- _RAW DATA_
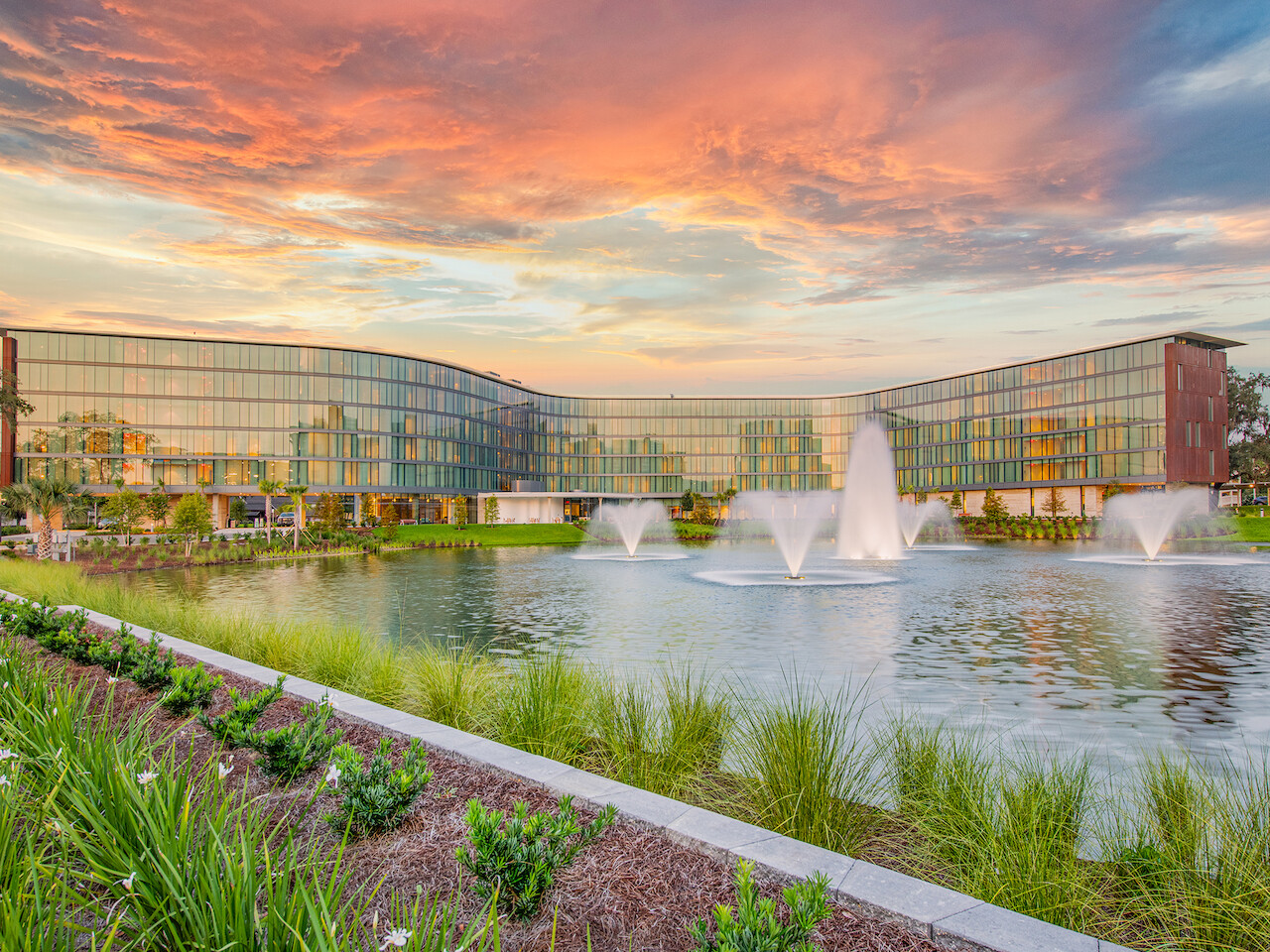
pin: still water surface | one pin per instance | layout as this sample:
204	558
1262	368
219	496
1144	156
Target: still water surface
1043	651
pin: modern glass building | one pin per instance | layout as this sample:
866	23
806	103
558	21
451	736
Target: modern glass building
416	431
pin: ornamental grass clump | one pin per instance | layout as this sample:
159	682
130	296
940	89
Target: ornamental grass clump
754	925
190	687
806	769
234	728
373	794
543	710
298	748
516	861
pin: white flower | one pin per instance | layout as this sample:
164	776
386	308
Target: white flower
333	775
397	937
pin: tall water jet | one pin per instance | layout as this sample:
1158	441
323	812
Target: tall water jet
915	517
631	520
869	517
1152	517
794	521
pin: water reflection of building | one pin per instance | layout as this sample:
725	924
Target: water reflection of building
422	431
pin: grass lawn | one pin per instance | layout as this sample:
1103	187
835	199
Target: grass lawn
1254	530
541	535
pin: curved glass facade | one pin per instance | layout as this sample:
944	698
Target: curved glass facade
230	414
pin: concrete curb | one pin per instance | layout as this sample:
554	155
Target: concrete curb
951	919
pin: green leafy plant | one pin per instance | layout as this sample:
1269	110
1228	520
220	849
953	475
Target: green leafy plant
373	794
296	749
119	660
754	925
518	860
190	687
153	667
234	728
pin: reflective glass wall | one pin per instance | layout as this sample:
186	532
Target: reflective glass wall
143	409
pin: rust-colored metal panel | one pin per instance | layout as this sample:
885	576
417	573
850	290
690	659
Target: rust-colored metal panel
1194	382
8	436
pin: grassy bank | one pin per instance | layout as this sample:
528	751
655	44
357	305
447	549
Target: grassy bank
540	535
1184	858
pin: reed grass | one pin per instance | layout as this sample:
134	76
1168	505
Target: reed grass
807	769
544	708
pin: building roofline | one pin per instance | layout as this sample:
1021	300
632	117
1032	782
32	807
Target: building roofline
498	379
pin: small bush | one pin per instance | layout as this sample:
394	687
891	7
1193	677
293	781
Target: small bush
234	728
118	660
754	924
190	687
518	860
296	749
153	667
375	796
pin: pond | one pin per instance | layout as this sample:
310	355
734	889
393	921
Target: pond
1028	640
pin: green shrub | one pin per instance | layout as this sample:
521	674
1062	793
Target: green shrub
756	927
118	660
30	620
190	687
518	860
296	749
153	667
375	796
234	728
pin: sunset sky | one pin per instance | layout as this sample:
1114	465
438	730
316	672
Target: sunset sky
643	197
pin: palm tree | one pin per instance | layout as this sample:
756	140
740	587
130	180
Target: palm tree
268	489
298	497
48	498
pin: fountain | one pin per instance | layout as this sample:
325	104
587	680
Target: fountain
913	517
794	521
631	521
870	526
1150	518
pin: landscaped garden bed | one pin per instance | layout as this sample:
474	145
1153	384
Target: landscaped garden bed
168	880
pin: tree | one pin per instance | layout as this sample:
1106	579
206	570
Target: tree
1250	425
127	508
701	512
298	499
10	400
993	506
46	498
689	503
390	518
238	511
268	489
329	515
191	520
158	504
1053	504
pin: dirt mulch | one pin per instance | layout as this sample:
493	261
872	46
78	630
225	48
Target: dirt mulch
633	889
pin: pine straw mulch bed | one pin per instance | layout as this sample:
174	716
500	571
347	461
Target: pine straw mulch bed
633	889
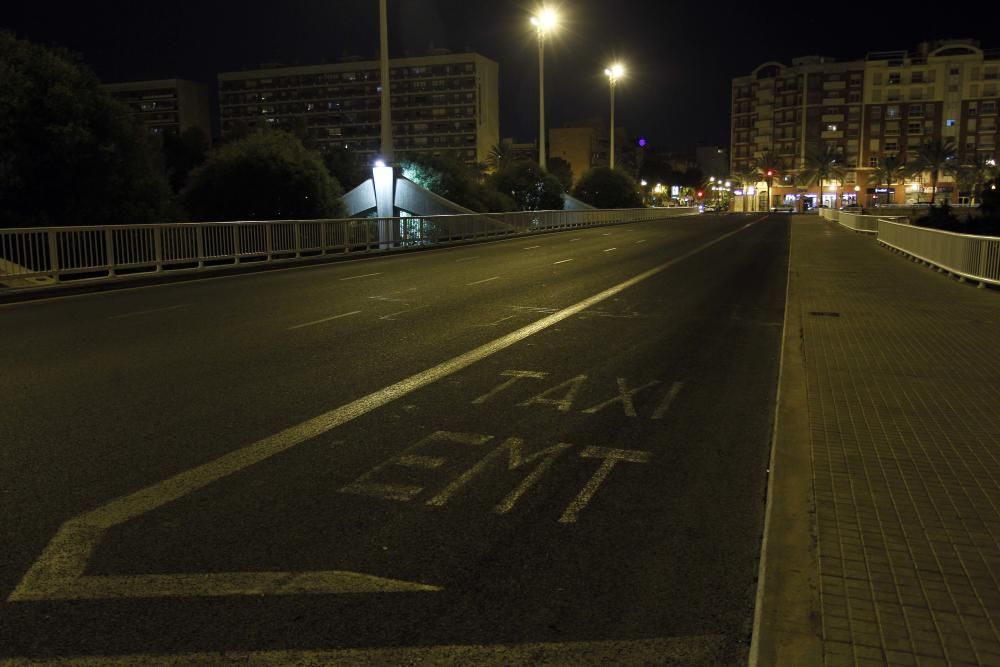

- _WRITTEN REQUEST_
Can you repeat all of the material above word for word, leaving out the pictures?

- _RESPONSE TO THIS EXERCISE_
pin: still water surface | one pin per instance | layout as this sample:
204	558
1262	368
219	496
1144	156
Target: still water surface
1043	651
pin: modern glass building | one pin per instance | layout as this sample:
866	23
806	103
558	21
451	736
Target: modern glass building
416	431
pin: ornamental grass clump | one pin per instance | layout as this sample:
159	682
130	296
940	89
Target: ornamental grass clump
754	925
190	687
806	769
234	728
373	794
543	710
298	748
516	861
pin: white flower | one pin per instance | layout as this sample:
164	776
386	308
Target: white flower
333	775
397	937
pin: tall water jet | one pin per instance | layout as this sample:
1158	441
323	812
Target: tall water jet
915	517
631	520
869	517
1152	517
794	521
pin: water reflection of building | one pin per instance | layout as this sample:
725	924
Target: water reflection of building
422	431
pin: grass lawn | one pin per instance | layout as this sample:
1103	187
835	199
Target: grass lawn
1254	530
541	535
pin: curved glass facade | one pin per instance | layout as this sample:
944	698
Target: curved glass facade
230	414
pin: concrete curb | one pin per instance | layout as this sample:
554	155
Target: concrete curb
951	919
pin: green leafy plant | one pin per instance | layout as this sample:
1269	110
1228	520
220	849
953	475
Target: green leafy plant
373	794
296	749
119	660
754	925
518	860
190	687
153	667
234	728
pin: reflective glass wall | one pin per instance | layout as this sample:
186	532
Target: reflective glass wall
143	409
pin: rust-colored metal panel | one pin per instance | layout as this sample:
885	576
417	573
850	290
690	659
Target: rust-colored metal panel
1194	382
8	436
pin: grassy bank | one pin per instance | layout as this sample:
528	751
655	44
357	305
447	549
Target: grassy bank
540	535
1184	858
pin: reed grass | one pin per instance | layout as this sample:
134	76
1168	505
Target: reed grass
807	769
544	708
pin: building roofline | one pin per instance | layout as this sample:
1021	300
632	117
1032	782
32	807
Target: building roofline
498	379
pin: small bush | one pin per instance | layout as this sample:
394	687
891	7
1193	677
293	781
Target: small bush
234	728
118	660
754	924
190	687
518	860
296	749
153	667
375	796
pin: pond | one pin per instance | layout as this sample:
310	355
734	889
393	921
Target: pond
1028	640
pin: green shrub | one pin per instance | layout as this sample:
521	674
1062	793
Target: green shrub
756	927
118	660
30	620
190	687
518	860
296	749
153	667
375	796
234	728
pin: sunset sky | one pin per instance | layout as this sample:
1114	465
438	730
316	672
Target: sunset sky
643	197
pin: palm tree | one pin per instance | layout as this sample:
756	140
740	587
130	180
Target: palm tree
268	489
298	497
48	498
pin: fountain | one pin per instance | layout as this sample:
325	104
587	680
Target: fountain
913	517
794	521
631	521
870	526
1150	518
pin: landscaped garden bed | one pin per instance | layout as this sample:
474	145
1153	384
Target: landscaped garden bed
168	880
pin: tree | one pin per instance | layout as this sample:
1106	579
206	570
Target: tree
1250	425
127	508
701	512
298	499
10	400
993	506
46	498
689	503
390	518
238	511
268	489
329	515
191	520
158	504
1053	504
pin: dirt mulch | one pin per instance | layout as this sample:
493	261
872	46
78	630
225	48
Target: dirt mulch
633	889
pin: pine straw mulch bed | one pin per instance | layout as this sample:
174	716
500	571
347	461
Target: pine straw mulch bed
633	889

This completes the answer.